▶ **EXERCISE DESCRIPTION**
Exactly one number should make up the answer: how many lines of the listing contain the string "building".

┌─ DATA FOR THE TASK

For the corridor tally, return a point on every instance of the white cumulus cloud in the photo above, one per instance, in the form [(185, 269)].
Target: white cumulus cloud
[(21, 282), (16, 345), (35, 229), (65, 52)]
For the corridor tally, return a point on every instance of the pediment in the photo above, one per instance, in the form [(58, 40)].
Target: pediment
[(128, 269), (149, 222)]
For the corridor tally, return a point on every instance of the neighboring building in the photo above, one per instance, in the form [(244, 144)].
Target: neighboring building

└─
┌─ DATA FOR THE TASK

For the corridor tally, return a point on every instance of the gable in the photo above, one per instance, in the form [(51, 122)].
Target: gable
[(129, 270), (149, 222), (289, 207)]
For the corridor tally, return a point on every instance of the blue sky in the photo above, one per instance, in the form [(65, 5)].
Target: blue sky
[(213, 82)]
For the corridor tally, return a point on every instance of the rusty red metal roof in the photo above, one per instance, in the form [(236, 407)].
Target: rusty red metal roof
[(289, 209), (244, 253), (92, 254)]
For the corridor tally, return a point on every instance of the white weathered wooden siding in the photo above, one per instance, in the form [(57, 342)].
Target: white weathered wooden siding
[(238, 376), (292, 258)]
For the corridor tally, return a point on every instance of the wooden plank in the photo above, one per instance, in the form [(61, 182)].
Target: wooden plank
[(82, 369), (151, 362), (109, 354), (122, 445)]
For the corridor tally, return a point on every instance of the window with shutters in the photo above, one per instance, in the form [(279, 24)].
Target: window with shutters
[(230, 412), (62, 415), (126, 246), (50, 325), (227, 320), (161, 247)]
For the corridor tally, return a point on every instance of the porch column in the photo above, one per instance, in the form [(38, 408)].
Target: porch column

└─

▶ **RESPONSE TO THE EXERCISE**
2